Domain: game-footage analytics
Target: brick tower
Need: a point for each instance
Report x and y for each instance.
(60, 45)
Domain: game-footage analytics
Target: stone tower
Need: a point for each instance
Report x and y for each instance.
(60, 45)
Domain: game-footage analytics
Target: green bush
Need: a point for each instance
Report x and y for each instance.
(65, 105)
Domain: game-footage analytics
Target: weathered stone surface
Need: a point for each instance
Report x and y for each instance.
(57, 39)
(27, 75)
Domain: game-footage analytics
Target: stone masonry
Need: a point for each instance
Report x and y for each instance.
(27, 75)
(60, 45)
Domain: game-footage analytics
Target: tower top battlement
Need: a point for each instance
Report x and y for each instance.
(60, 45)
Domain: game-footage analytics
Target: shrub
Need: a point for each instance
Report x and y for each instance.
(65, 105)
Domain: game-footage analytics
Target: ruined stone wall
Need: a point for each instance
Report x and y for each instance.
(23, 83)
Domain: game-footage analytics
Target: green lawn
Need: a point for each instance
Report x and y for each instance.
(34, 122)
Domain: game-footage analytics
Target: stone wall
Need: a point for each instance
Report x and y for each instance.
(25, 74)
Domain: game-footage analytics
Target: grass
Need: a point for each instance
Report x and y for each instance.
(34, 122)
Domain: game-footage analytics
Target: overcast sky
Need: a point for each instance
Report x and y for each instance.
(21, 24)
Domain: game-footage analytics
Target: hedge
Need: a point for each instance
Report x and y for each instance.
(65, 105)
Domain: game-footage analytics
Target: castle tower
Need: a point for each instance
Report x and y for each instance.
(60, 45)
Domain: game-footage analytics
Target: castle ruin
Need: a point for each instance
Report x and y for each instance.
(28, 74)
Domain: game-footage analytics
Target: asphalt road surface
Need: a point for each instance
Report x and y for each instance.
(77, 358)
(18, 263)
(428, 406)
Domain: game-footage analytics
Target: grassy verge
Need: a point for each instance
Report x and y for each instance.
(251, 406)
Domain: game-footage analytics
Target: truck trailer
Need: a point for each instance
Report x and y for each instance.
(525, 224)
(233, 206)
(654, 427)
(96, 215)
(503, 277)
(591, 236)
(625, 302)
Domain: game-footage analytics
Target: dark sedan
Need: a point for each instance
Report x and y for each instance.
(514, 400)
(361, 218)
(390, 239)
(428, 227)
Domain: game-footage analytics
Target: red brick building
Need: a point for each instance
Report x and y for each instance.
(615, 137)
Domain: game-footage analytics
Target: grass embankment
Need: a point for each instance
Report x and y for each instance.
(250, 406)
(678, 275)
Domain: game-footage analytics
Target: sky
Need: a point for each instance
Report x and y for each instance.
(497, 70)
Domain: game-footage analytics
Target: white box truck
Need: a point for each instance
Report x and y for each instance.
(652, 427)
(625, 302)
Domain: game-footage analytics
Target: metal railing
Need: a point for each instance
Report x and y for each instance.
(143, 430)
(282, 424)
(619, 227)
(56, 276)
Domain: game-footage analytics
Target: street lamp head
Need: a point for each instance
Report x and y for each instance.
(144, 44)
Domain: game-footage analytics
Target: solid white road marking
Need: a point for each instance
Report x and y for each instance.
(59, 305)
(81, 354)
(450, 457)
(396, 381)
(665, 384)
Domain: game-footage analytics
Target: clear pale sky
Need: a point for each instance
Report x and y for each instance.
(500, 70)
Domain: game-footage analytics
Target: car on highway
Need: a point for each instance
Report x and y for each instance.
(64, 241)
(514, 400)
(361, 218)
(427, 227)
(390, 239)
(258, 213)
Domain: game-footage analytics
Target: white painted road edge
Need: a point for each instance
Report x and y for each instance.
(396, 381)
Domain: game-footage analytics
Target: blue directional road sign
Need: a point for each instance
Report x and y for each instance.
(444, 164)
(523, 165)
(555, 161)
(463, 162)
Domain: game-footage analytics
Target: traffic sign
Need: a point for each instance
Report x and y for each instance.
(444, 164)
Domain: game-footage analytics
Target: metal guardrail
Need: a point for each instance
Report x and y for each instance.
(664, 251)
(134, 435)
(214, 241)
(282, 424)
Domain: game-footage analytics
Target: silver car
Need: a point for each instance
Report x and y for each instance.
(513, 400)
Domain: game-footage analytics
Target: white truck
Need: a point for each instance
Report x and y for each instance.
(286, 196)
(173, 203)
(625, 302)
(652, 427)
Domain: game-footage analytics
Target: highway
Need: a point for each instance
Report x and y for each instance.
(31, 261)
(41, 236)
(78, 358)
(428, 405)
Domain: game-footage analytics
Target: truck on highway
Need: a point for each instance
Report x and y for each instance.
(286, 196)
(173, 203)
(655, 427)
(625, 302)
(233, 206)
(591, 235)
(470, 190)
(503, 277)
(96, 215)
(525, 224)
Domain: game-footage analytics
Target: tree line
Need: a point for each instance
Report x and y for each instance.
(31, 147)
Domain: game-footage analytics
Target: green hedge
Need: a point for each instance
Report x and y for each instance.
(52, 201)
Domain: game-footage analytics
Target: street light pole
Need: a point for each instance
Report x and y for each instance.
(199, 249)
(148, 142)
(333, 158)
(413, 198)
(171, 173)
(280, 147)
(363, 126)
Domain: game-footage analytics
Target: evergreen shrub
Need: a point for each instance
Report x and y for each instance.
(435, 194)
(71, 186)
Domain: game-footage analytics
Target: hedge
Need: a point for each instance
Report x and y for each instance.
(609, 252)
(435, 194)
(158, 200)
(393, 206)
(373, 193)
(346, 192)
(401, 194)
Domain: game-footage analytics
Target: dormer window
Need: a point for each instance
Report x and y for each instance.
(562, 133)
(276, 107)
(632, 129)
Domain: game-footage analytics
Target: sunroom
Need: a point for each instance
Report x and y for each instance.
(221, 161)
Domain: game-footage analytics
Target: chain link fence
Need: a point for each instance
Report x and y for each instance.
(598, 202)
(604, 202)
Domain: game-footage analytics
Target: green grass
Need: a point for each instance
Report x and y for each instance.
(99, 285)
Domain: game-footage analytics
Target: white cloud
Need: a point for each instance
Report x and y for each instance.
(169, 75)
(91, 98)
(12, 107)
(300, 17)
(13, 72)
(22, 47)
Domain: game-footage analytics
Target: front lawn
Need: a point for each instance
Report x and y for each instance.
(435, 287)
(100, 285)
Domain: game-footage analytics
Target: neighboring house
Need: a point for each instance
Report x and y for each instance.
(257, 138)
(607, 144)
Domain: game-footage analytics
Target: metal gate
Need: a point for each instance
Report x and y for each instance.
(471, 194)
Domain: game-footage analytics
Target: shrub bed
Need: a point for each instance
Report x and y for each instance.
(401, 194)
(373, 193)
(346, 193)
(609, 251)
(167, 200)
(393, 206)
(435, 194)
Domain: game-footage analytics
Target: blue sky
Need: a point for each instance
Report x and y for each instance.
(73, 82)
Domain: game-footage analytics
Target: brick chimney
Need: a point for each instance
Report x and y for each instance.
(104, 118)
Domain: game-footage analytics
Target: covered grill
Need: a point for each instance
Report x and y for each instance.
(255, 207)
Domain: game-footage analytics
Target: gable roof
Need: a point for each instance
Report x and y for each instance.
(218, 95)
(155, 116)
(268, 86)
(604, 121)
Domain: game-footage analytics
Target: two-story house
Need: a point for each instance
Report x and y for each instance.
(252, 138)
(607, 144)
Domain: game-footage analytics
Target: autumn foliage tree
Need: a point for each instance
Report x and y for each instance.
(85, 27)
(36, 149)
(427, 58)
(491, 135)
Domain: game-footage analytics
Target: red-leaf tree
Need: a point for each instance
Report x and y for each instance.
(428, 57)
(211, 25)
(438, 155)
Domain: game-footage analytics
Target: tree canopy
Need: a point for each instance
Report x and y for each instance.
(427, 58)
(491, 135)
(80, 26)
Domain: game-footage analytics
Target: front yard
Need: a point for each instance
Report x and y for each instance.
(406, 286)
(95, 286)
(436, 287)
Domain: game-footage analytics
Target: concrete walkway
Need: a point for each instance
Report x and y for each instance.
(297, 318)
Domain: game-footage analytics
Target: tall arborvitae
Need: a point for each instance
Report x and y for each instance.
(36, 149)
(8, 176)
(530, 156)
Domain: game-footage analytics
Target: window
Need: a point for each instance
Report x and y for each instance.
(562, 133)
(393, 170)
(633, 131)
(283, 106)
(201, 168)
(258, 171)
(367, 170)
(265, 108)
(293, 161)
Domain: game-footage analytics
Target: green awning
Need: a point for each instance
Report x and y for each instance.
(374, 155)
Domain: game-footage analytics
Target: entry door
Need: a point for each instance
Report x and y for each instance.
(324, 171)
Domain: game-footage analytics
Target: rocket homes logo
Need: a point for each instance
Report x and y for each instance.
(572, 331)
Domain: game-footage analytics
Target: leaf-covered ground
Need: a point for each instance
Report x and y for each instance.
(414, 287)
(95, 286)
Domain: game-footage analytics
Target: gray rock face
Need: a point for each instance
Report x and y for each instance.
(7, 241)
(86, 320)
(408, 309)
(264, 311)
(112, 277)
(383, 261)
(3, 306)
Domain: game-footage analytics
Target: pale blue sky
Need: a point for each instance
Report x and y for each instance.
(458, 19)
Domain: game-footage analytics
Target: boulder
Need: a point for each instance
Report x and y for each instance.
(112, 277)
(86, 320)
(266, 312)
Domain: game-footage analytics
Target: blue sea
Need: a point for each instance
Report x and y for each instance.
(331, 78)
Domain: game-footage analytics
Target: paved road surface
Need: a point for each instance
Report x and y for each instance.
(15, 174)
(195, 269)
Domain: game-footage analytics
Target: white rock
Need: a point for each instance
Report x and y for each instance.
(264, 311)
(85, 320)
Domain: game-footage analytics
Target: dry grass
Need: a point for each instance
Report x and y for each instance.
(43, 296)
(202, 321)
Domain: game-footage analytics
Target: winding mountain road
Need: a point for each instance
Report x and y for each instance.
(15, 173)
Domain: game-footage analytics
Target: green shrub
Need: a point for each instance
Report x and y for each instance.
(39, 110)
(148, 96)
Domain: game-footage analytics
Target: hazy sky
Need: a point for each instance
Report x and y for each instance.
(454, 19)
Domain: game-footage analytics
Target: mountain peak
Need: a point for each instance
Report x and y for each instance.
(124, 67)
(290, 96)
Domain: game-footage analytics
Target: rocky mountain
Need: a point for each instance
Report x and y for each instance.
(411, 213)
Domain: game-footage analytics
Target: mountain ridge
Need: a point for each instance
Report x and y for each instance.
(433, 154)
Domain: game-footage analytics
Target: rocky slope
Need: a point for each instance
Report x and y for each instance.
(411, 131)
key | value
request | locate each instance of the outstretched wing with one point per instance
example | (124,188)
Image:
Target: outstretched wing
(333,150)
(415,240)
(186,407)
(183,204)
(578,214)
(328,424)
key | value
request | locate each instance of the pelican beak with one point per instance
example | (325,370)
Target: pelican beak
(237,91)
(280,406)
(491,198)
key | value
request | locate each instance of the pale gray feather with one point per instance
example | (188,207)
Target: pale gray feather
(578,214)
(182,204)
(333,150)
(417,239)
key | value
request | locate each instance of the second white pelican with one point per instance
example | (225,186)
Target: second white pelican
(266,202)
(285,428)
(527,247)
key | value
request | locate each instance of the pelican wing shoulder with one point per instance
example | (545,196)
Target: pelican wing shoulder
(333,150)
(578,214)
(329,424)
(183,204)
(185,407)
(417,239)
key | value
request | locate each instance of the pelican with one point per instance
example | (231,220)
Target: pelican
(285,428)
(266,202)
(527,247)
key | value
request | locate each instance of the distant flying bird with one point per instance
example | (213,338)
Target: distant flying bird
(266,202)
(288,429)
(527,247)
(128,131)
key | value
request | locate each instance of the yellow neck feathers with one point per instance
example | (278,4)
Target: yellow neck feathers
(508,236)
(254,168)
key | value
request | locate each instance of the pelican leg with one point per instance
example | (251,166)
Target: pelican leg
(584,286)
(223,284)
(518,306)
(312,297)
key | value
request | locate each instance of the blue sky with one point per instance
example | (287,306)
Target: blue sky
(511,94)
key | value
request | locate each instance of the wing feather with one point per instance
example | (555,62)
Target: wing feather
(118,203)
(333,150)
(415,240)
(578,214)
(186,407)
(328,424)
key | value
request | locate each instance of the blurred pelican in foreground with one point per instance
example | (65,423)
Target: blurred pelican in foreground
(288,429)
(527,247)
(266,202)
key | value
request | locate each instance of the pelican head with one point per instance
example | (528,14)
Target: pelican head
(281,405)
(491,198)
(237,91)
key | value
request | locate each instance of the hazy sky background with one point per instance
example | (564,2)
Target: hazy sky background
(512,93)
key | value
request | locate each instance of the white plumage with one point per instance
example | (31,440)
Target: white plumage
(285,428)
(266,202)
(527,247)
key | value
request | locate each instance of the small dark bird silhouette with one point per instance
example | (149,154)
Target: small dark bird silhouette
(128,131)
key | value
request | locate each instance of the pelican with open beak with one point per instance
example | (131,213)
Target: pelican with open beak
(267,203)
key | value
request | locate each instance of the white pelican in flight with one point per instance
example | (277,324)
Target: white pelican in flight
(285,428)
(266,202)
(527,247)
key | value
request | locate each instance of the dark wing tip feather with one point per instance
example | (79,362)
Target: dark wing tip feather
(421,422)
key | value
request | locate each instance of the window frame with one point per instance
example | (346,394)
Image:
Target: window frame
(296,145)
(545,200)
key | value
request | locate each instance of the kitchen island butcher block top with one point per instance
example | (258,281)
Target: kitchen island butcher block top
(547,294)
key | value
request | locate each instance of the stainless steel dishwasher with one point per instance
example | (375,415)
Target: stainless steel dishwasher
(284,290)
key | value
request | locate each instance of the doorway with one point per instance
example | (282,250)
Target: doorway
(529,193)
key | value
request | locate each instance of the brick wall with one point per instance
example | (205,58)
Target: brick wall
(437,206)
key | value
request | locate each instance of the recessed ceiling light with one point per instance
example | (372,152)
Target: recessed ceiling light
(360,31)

Exercise aim -
What is the number of lines in the listing that include the word "highway"? Give the number and no other text.

Output of the task -
3